▶ **Required work**:
Arrange each line of the records below as a Markdown table with two columns, Row for its number and Text for the line, and skip any blank lines. Leave the pictures out of the table.

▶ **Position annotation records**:
______________________________
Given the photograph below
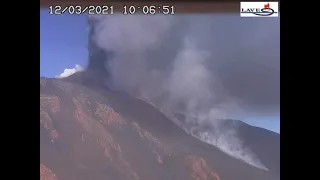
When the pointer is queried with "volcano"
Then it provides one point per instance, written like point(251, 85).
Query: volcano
point(88, 132)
______________________________
▶ **Solution for this task**:
| Row | Text |
|---|---|
| 1 | Given the photograph below |
| 2 | When the pointer is queried with "volcano" |
| 3 | Then it provides one point per instance, written like point(251, 85). |
| 4 | Query: volcano |
| 5 | point(88, 132) |